## Set task
Rewrite the records below with every "instance" changed to "object" and everything else left the same.

start Supplied data

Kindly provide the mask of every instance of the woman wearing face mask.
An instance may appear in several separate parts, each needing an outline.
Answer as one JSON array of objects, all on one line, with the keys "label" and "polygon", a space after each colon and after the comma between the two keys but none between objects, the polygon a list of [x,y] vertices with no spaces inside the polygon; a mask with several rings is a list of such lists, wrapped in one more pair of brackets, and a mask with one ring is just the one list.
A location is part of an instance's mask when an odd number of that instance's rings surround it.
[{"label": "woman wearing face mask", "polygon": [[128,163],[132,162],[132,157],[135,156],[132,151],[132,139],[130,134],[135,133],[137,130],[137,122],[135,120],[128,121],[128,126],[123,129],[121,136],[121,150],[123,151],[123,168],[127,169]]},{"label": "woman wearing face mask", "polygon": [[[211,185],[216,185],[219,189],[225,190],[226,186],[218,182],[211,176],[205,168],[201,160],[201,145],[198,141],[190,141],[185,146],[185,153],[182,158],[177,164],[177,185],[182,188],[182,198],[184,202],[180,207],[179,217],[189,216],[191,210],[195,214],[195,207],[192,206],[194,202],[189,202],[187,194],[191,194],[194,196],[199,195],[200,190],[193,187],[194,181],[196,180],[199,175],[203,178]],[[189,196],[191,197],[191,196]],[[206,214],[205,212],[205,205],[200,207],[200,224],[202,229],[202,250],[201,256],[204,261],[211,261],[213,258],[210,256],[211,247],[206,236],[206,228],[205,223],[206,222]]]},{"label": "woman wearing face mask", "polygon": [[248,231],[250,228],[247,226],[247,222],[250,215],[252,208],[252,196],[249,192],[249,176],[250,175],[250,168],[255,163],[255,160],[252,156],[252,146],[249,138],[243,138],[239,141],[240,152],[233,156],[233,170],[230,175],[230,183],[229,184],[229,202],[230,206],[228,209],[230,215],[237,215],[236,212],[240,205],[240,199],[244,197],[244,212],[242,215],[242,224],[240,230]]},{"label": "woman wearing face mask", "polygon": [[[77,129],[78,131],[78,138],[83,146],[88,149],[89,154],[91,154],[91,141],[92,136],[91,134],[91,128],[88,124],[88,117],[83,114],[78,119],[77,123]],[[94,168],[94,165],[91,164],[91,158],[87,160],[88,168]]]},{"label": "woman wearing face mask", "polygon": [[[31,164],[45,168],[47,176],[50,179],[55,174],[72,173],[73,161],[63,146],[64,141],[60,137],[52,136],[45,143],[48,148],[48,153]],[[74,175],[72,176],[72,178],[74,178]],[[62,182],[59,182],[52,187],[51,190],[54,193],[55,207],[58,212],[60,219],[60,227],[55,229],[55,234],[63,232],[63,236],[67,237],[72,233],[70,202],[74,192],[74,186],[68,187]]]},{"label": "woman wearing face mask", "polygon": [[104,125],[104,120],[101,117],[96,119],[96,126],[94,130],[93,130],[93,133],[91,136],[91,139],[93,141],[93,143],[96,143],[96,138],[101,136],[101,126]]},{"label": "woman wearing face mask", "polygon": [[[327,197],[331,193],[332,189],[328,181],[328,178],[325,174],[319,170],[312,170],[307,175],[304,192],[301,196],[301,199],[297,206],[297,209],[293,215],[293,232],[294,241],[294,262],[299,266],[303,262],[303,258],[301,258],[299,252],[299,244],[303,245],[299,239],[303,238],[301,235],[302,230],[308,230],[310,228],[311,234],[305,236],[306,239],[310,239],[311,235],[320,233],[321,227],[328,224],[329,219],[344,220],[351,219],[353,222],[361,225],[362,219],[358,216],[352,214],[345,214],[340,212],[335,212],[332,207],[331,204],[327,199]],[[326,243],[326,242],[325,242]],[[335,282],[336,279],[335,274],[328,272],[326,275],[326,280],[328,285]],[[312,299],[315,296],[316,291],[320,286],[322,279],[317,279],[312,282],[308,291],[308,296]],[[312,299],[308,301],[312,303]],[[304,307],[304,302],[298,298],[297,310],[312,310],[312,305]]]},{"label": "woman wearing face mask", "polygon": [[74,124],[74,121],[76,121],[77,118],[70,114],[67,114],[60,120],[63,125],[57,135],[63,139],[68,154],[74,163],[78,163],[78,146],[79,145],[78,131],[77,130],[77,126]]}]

end Supplied data

## Reply to the task
Kindly provide the mask of every object of the woman wearing face mask.
An object may appear in several separate parts, each needing an outline.
Answer as one JSON array of objects, all on one line, with the keys "label" and "polygon", a space after each colon and after the comma between the two keys but none between objects, the polygon a list of [x,y] vertices with no spaces inside the polygon; a mask with several rings is a list of such lists, wrapped in one more pair of brackets, and a mask with one ring is just the one list.
A location is part of an object's mask when an odd number of that object's rings surround it.
[{"label": "woman wearing face mask", "polygon": [[128,163],[132,162],[132,157],[135,156],[132,151],[132,139],[130,134],[135,133],[137,130],[137,122],[135,120],[128,121],[128,126],[123,129],[121,136],[121,150],[123,151],[123,168],[127,169]]},{"label": "woman wearing face mask", "polygon": [[[211,185],[216,185],[219,189],[225,190],[226,186],[218,182],[211,176],[205,168],[201,160],[201,145],[198,141],[190,141],[185,146],[185,153],[182,158],[177,164],[177,185],[182,188],[182,198],[184,202],[180,207],[179,217],[189,216],[191,210],[195,214],[195,207],[192,206],[194,202],[189,202],[187,194],[191,194],[194,196],[199,195],[200,190],[193,187],[194,181],[196,180],[199,175],[203,178]],[[189,196],[191,197],[191,196]],[[206,214],[205,212],[205,205],[200,207],[200,224],[202,229],[202,250],[201,256],[204,261],[211,261],[213,258],[210,256],[211,247],[206,236],[206,228],[205,223],[206,222]]]},{"label": "woman wearing face mask", "polygon": [[248,231],[250,228],[247,226],[247,222],[250,215],[252,208],[252,196],[249,192],[249,176],[250,175],[250,168],[255,163],[255,160],[252,156],[252,146],[249,138],[243,138],[239,141],[240,152],[233,156],[233,170],[230,175],[230,183],[229,184],[229,202],[230,206],[228,209],[230,215],[237,215],[236,212],[240,205],[240,199],[244,197],[244,212],[242,215],[242,224],[240,230]]},{"label": "woman wearing face mask", "polygon": [[[77,129],[78,131],[78,138],[83,146],[88,149],[89,154],[91,154],[91,141],[92,136],[91,134],[91,128],[88,124],[88,117],[83,114],[78,119],[77,123]],[[94,168],[94,165],[91,164],[91,158],[87,160],[88,168]]]},{"label": "woman wearing face mask", "polygon": [[[31,164],[45,168],[47,176],[50,179],[55,174],[72,173],[73,161],[63,146],[64,141],[60,137],[52,136],[45,143],[48,148],[48,153]],[[74,175],[72,176],[72,178],[74,178]],[[62,182],[59,182],[52,187],[51,190],[54,193],[55,207],[58,212],[60,219],[60,227],[55,229],[55,234],[63,232],[63,236],[67,237],[72,233],[70,202],[74,192],[74,186],[68,187]]]},{"label": "woman wearing face mask", "polygon": [[104,125],[104,120],[101,117],[96,119],[96,126],[94,130],[93,130],[93,133],[91,136],[91,139],[93,141],[93,143],[96,143],[96,138],[101,136],[101,126]]},{"label": "woman wearing face mask", "polygon": [[[327,197],[331,193],[332,189],[328,181],[328,178],[325,174],[319,170],[312,170],[307,175],[304,192],[301,196],[301,199],[297,206],[297,209],[293,215],[293,232],[294,241],[294,262],[299,266],[303,262],[303,258],[301,258],[299,252],[299,244],[303,245],[299,239],[303,238],[301,235],[302,230],[308,230],[310,228],[311,234],[305,236],[306,239],[310,239],[311,235],[320,233],[321,227],[328,224],[329,219],[344,220],[351,219],[353,222],[361,225],[362,219],[358,216],[352,214],[345,214],[340,212],[335,212],[332,207],[331,204],[327,199]],[[326,243],[326,242],[325,242]],[[335,282],[336,279],[335,274],[328,272],[326,275],[326,280],[328,285]],[[312,299],[315,296],[316,291],[320,286],[322,279],[317,279],[312,282],[308,291],[308,296]],[[312,299],[308,301],[312,303]],[[304,307],[304,302],[298,298],[297,310],[312,310],[312,305]]]},{"label": "woman wearing face mask", "polygon": [[74,124],[74,121],[76,121],[77,118],[70,114],[67,114],[60,120],[63,125],[57,135],[63,139],[68,154],[74,163],[78,163],[78,146],[79,145],[78,131],[77,130],[77,126]]}]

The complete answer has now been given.